* [PERMINTAAN TERTULIS]: Apa saja lingkungan pendidikan yang disebutkan dalam kutipan tentang pendidikan di bawah ini? Sebutkan semuanya.

Langsung ke konten utama

Pendidikan dalam Pusaran "Diskriminasi"

Foto: Penulis


Kata pendidikan tidak asing lagi atau bahkan sering diperbincangkan dan secara sadar dipraktekkan setiap hari. Secara sadar proses pendidikan terjadi dalam lingkungan keluarga  yang paling utama. Karena pada prinsipnya proses pendidikan sudah melekat dalam tiga lingkungan pendidikan keluarga, sekolah dan masyarakat (Ki Hajar Dewantara). Ketiga komponen inilah yang menjadi pondasi vital untuk mengawal serta membentuk pertumbuhan dan perkembangan setiap individu. Bukan pendidikan yang menindas, atau pendidikan sistem  “gaya bank” yang dimana ruang gerak bagi para murid hanya terbatas pada menerima, mencatat, dan menyimpan (Paulo Freire). Pendidikan yang dimaksud adalah pendidikan yang humanis, pendidikan yang memberikan ruang gerak terhadap murid untuk mengeksplorasi serta mengedepankan bakat dan minat dalam menjawab tantangan revolusi industri 4.0 saat ini.

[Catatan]

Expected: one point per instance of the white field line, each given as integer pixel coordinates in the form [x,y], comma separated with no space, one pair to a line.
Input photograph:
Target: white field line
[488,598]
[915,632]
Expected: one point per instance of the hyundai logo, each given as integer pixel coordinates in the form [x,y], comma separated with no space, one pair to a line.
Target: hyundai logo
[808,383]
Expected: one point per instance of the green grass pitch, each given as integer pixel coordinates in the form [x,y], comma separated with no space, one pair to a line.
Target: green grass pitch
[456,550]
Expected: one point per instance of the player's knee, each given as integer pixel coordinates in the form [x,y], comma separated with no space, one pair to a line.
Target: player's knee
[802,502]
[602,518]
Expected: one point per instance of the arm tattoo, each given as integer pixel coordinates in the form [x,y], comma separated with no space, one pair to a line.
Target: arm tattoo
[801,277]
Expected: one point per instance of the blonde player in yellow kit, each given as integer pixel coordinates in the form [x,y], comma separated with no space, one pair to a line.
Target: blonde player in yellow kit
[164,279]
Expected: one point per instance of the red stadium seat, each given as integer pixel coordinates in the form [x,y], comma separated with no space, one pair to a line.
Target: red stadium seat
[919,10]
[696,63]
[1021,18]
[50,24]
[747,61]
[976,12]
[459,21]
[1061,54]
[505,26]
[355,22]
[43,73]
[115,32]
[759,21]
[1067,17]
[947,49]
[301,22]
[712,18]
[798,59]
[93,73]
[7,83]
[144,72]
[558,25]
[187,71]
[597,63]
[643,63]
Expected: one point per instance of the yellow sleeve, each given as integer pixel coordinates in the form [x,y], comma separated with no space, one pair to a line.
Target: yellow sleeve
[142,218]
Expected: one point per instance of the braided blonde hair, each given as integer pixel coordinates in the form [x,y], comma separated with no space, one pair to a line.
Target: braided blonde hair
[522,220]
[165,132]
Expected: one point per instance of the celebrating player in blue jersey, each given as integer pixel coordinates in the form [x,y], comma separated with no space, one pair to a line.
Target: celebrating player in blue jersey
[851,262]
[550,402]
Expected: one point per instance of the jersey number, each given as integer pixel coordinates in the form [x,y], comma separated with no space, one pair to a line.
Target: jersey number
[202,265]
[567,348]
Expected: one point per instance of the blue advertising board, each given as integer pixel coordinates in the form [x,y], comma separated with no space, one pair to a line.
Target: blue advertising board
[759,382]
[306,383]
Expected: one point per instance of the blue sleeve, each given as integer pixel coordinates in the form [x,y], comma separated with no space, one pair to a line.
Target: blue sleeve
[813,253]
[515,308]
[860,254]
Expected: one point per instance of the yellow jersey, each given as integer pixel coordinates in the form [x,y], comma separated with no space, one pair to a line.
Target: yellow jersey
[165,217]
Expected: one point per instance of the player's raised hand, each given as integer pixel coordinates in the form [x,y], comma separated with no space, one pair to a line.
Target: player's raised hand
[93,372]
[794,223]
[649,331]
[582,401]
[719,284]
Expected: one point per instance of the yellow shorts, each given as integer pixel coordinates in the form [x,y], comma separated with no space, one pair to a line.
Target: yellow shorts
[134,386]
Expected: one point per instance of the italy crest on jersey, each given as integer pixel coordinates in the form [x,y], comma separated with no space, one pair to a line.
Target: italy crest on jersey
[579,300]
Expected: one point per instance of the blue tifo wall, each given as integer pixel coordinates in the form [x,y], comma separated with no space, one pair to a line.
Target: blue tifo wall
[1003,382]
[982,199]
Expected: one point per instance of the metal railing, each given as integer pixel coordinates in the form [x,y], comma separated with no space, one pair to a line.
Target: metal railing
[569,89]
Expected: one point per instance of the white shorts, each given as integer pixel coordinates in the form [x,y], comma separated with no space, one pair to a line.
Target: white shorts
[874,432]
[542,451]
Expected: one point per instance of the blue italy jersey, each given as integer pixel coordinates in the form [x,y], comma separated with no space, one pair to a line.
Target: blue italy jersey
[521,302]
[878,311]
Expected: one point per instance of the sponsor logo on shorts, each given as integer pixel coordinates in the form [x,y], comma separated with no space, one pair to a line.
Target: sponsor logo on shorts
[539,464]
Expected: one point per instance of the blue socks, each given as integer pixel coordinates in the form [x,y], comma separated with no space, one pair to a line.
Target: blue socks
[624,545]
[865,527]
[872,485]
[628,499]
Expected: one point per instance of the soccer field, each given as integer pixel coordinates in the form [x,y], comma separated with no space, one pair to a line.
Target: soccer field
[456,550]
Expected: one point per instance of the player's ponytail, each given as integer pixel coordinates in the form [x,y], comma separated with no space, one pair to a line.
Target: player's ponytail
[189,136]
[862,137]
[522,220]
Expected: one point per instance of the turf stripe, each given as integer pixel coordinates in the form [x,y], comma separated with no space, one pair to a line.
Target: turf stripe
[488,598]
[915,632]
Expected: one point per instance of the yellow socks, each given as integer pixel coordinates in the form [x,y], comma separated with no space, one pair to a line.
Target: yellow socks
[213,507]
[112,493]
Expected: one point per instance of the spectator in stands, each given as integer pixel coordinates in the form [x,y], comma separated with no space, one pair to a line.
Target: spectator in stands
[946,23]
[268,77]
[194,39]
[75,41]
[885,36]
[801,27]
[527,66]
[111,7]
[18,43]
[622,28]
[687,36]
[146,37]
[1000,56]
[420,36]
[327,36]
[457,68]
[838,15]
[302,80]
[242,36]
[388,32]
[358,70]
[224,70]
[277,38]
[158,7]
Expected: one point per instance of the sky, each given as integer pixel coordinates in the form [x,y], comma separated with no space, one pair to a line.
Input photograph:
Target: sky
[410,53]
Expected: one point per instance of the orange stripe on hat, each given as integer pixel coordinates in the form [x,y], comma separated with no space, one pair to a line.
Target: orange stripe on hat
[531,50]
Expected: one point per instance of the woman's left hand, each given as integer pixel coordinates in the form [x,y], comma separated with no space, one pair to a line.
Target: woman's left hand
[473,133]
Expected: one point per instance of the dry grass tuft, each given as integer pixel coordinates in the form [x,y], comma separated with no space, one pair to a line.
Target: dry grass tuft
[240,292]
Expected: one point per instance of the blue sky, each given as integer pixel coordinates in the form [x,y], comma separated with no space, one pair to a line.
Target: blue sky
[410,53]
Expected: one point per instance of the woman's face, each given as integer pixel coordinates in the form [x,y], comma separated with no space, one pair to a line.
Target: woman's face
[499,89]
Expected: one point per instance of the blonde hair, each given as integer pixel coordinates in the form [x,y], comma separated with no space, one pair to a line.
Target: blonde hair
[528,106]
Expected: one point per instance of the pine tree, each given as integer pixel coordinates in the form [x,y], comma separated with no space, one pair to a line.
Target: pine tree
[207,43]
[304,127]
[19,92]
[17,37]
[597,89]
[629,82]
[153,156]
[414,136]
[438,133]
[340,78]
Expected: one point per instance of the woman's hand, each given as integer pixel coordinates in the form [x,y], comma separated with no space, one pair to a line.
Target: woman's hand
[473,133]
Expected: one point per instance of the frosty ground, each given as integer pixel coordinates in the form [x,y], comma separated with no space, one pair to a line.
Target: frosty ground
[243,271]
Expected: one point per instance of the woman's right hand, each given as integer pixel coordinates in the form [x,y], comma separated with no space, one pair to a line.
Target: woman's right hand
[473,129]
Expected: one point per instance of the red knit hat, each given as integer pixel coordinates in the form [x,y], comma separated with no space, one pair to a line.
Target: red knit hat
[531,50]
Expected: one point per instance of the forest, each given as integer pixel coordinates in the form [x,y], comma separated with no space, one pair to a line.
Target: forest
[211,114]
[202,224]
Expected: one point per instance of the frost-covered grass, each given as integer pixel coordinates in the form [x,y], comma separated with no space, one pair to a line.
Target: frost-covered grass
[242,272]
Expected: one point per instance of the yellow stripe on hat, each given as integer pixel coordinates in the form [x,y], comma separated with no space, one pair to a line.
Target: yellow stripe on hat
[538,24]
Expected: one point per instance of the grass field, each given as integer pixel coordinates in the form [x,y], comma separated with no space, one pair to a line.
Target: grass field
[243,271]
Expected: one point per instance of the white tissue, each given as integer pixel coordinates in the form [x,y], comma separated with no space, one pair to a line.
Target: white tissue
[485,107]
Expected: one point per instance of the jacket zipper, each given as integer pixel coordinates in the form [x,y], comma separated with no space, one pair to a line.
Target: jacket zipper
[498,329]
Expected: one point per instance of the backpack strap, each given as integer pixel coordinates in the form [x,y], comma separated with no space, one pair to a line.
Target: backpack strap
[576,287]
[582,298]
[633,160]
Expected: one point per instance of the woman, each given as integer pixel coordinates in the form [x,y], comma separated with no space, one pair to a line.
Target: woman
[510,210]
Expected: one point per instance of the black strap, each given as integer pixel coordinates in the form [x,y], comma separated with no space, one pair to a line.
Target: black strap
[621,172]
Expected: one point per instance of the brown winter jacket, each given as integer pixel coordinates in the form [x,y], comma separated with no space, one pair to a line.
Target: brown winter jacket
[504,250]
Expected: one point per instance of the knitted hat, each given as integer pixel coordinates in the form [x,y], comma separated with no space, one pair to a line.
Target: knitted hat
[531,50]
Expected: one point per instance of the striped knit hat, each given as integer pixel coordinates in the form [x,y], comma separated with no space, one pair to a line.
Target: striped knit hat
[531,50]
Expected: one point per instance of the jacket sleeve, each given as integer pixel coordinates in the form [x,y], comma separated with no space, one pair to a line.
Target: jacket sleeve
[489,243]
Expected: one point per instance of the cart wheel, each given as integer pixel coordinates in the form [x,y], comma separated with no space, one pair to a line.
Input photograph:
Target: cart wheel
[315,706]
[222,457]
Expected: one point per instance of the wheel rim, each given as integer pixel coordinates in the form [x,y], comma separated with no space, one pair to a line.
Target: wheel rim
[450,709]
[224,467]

* [JAWABAN LATIHAN]: Keluarga, sekolah, dan masyarakat.